* **Task**
Write out, as an exact transcription, the line that has "Practice step: find the car roof" and each line after it through the end of the data below.

----------

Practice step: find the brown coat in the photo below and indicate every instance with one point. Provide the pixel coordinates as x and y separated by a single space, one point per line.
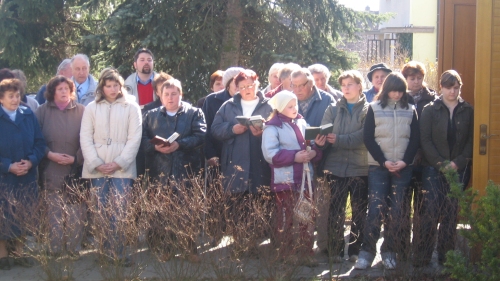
61 129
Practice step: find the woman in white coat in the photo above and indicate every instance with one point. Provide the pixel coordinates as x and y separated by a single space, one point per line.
110 137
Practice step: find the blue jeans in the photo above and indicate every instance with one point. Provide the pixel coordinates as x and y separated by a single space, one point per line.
112 198
386 199
436 204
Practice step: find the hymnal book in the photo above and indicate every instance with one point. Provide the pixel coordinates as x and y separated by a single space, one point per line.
157 140
256 121
312 132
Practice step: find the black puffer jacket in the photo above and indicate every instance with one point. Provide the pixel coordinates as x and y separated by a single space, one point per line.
189 122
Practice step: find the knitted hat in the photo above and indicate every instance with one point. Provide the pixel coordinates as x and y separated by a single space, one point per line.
281 99
229 74
378 66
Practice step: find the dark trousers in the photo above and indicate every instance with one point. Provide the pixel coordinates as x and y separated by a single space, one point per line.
341 187
437 206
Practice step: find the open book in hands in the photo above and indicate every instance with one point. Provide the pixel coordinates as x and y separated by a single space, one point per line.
256 121
157 140
312 132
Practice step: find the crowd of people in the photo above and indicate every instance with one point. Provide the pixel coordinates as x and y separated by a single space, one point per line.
386 147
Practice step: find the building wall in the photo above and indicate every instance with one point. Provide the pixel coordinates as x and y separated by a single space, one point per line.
424 13
401 9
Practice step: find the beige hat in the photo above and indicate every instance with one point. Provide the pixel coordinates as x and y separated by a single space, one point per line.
281 99
230 73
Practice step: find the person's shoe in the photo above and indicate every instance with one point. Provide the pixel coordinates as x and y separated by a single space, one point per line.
125 262
23 261
336 259
362 263
5 263
389 263
308 261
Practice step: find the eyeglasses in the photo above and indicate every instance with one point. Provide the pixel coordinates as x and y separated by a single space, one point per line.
249 87
301 86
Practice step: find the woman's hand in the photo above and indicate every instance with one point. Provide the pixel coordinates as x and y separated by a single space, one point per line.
256 131
167 149
320 140
239 129
302 157
331 138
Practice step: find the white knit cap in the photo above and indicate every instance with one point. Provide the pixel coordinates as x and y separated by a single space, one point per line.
281 99
230 73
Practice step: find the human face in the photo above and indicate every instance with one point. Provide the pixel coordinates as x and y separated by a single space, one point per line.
248 89
144 63
274 81
66 72
232 88
291 109
111 90
287 84
11 100
320 80
171 99
80 70
302 87
415 82
451 94
350 89
395 95
218 86
63 93
378 77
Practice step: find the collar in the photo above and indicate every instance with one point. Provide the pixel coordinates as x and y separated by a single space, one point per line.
279 119
147 81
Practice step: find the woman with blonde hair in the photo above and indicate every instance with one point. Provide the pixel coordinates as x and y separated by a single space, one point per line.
110 137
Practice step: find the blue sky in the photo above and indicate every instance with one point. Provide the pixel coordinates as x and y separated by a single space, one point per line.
360 5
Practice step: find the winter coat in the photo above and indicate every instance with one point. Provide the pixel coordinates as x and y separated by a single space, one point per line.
131 86
281 140
242 164
427 95
348 156
61 129
213 147
391 133
19 139
189 122
434 137
318 106
90 95
111 132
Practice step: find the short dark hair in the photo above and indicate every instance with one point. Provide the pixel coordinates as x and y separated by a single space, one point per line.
143 50
6 73
449 78
394 81
10 84
56 81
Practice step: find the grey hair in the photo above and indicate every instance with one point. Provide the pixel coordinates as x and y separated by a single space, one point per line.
287 70
319 68
65 63
81 56
303 71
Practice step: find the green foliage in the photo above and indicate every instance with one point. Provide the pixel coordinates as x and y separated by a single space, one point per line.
185 35
484 232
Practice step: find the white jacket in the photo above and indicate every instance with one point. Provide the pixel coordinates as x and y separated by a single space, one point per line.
111 133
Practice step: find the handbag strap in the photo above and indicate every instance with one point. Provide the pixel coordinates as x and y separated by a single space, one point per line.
306 174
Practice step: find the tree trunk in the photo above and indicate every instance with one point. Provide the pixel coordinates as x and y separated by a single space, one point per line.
231 39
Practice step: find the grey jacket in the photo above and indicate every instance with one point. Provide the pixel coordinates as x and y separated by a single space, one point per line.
131 86
242 162
348 156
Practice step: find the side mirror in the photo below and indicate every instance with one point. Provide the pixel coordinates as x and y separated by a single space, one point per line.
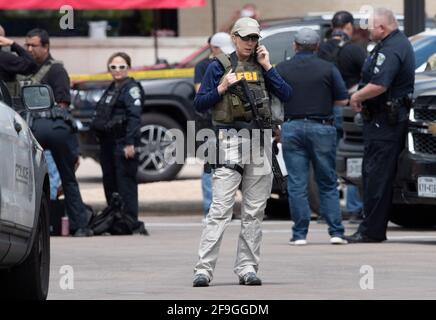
37 97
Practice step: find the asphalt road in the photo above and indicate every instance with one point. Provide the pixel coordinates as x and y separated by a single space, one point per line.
160 266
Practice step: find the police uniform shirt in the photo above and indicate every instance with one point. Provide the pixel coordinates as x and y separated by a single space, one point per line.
130 103
57 78
393 62
350 60
11 64
208 95
392 65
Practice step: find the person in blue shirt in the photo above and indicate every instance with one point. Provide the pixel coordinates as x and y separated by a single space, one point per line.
388 78
309 135
251 62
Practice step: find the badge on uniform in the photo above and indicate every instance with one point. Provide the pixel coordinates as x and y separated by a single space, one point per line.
108 99
380 59
135 93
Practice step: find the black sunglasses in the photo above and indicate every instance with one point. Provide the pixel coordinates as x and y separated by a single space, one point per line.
252 37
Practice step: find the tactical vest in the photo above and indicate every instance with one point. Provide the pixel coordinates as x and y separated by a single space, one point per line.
231 108
37 77
13 86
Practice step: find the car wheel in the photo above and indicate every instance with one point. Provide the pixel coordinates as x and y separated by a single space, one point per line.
30 279
413 216
155 142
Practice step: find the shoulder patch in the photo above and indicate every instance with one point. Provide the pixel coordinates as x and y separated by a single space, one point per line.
135 93
380 59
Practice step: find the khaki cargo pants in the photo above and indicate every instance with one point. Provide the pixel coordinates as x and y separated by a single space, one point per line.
256 189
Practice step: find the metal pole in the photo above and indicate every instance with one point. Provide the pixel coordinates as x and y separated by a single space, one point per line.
155 43
414 16
214 29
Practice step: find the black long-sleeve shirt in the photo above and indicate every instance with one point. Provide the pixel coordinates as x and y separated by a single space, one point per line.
11 64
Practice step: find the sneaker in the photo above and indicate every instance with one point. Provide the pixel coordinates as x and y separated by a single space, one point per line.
250 279
201 280
83 232
338 240
300 242
355 218
321 220
141 230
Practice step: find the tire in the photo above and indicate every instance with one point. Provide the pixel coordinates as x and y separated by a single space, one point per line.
30 279
413 216
153 144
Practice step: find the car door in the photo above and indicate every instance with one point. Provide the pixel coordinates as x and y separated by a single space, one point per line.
17 179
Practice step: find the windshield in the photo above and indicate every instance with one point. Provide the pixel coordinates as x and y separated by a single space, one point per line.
424 47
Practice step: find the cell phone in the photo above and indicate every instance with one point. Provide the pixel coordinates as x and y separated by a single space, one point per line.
255 51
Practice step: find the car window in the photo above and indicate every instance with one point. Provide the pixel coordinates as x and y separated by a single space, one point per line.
424 48
201 56
279 46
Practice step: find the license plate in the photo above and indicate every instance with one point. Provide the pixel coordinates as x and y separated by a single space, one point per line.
354 168
427 187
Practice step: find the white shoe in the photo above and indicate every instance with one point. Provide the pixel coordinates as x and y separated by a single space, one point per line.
338 240
301 242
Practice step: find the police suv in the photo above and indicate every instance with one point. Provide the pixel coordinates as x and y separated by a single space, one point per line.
24 212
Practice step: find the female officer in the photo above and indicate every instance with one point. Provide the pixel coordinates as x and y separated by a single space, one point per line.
249 61
117 123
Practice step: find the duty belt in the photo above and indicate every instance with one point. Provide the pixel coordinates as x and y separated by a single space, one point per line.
319 119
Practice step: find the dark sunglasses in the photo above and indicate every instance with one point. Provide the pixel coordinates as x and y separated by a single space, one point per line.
252 37
118 67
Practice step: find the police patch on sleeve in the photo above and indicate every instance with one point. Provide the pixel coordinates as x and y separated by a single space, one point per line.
380 59
135 93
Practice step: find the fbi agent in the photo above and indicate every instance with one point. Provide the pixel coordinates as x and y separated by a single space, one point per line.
251 62
388 77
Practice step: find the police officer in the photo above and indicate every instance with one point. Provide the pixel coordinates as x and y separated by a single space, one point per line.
14 60
309 135
250 61
117 123
387 78
55 130
348 58
50 72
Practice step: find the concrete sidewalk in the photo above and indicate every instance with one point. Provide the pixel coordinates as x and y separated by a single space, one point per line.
180 196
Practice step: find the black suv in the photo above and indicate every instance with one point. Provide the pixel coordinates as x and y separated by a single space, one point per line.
169 101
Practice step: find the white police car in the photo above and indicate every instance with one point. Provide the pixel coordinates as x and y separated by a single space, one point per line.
24 191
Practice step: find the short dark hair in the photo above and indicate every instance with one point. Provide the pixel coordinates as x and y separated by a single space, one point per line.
41 33
306 47
342 18
123 55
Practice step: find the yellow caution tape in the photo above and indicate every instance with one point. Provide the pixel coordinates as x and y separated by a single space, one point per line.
146 74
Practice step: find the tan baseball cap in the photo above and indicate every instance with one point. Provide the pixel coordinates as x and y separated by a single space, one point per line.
245 26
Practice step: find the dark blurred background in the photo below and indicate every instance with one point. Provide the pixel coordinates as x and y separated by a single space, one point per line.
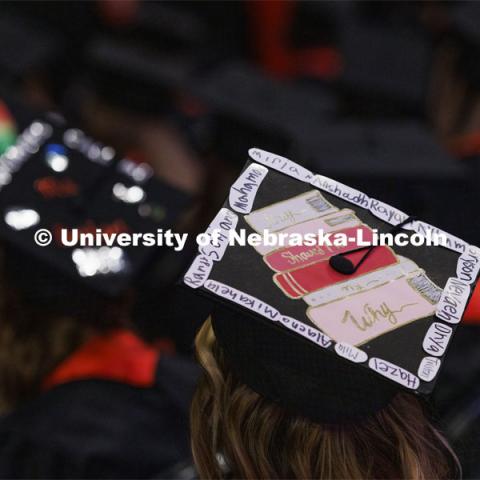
384 96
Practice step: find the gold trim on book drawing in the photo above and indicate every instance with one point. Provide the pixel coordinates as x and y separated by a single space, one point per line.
373 336
313 246
301 296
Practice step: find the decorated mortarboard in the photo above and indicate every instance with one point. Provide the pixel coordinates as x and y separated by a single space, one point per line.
329 331
56 177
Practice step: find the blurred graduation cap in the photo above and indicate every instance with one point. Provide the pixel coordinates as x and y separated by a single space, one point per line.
464 18
250 107
8 129
56 177
328 331
27 46
386 67
149 76
378 156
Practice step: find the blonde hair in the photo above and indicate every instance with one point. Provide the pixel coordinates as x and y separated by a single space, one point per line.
236 433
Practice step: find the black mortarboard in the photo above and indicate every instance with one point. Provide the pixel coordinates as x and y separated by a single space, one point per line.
301 329
57 177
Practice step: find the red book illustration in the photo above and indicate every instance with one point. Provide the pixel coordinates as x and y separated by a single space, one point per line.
299 256
297 283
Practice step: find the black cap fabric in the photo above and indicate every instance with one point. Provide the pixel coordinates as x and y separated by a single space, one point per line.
328 345
56 177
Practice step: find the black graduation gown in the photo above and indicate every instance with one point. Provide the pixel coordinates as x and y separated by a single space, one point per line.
102 429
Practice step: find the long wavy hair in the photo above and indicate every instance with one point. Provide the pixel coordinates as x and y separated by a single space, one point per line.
236 433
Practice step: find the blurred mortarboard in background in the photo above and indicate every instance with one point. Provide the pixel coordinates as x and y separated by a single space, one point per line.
405 54
135 77
8 128
249 106
330 344
388 159
464 18
57 177
28 46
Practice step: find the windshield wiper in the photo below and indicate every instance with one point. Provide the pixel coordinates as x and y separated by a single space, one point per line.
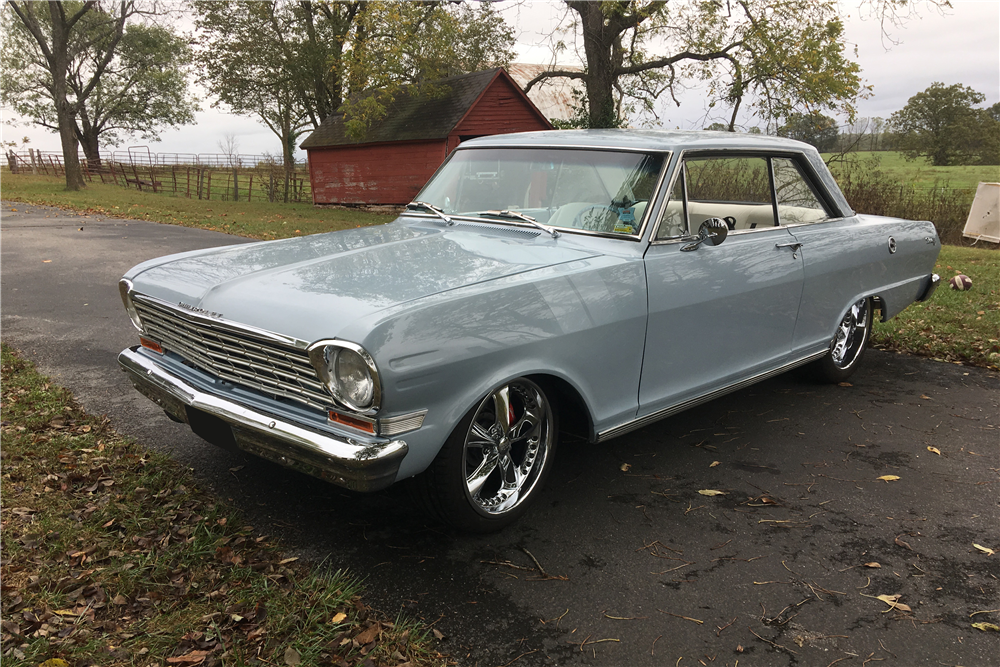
520 216
424 206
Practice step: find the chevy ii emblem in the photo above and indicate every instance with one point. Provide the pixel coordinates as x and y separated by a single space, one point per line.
201 311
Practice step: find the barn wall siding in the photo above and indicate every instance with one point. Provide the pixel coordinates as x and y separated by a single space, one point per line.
500 110
373 174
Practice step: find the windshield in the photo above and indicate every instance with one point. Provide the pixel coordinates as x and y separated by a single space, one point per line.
597 191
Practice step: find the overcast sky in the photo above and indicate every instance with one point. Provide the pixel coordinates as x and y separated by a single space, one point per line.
959 45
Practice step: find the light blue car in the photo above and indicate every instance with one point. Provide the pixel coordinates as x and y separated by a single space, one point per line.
589 282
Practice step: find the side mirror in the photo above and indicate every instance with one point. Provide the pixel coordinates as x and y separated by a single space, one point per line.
714 231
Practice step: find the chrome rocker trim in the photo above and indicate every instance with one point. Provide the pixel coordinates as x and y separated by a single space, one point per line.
705 398
361 466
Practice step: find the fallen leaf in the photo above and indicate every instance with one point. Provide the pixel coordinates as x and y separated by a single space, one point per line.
891 600
192 658
369 635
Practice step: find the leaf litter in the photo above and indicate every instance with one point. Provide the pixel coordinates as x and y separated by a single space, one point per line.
112 556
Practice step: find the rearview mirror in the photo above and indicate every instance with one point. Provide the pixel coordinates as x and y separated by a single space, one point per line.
714 231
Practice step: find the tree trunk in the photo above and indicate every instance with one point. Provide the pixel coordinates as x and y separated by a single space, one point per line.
64 110
599 44
88 137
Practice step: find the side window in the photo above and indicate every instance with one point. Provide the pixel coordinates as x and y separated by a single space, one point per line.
797 201
736 189
672 223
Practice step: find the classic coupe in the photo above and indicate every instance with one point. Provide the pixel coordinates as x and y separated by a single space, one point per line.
586 282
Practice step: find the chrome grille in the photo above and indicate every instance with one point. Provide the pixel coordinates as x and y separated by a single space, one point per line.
234 355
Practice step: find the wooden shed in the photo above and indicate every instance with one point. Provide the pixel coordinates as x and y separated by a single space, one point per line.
399 153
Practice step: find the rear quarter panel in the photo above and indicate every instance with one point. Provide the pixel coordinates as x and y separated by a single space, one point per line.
848 259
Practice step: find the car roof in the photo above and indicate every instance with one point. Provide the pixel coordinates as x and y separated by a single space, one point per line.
655 140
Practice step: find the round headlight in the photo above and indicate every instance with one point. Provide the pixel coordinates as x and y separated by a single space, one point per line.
125 289
348 372
353 378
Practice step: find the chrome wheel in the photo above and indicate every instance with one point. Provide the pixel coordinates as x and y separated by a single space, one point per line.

----------

* **Response to this task**
Practice step: find the car roof in the photo above and indicate every instance with one point. Provide the pixel coordinates as x and y separated by a single space, one point per line.
655 140
Practice step: find the round headlight in the photo above and indicate every instance with one point. Provide the pixel coordinates as x and y separated by a single space, one point per line.
125 289
348 372
353 378
Practice step: find the chrome wheel in the photo above and indicate every instance with one point. Provide the pixel coordinates as x and y separated by a single space, one point per line.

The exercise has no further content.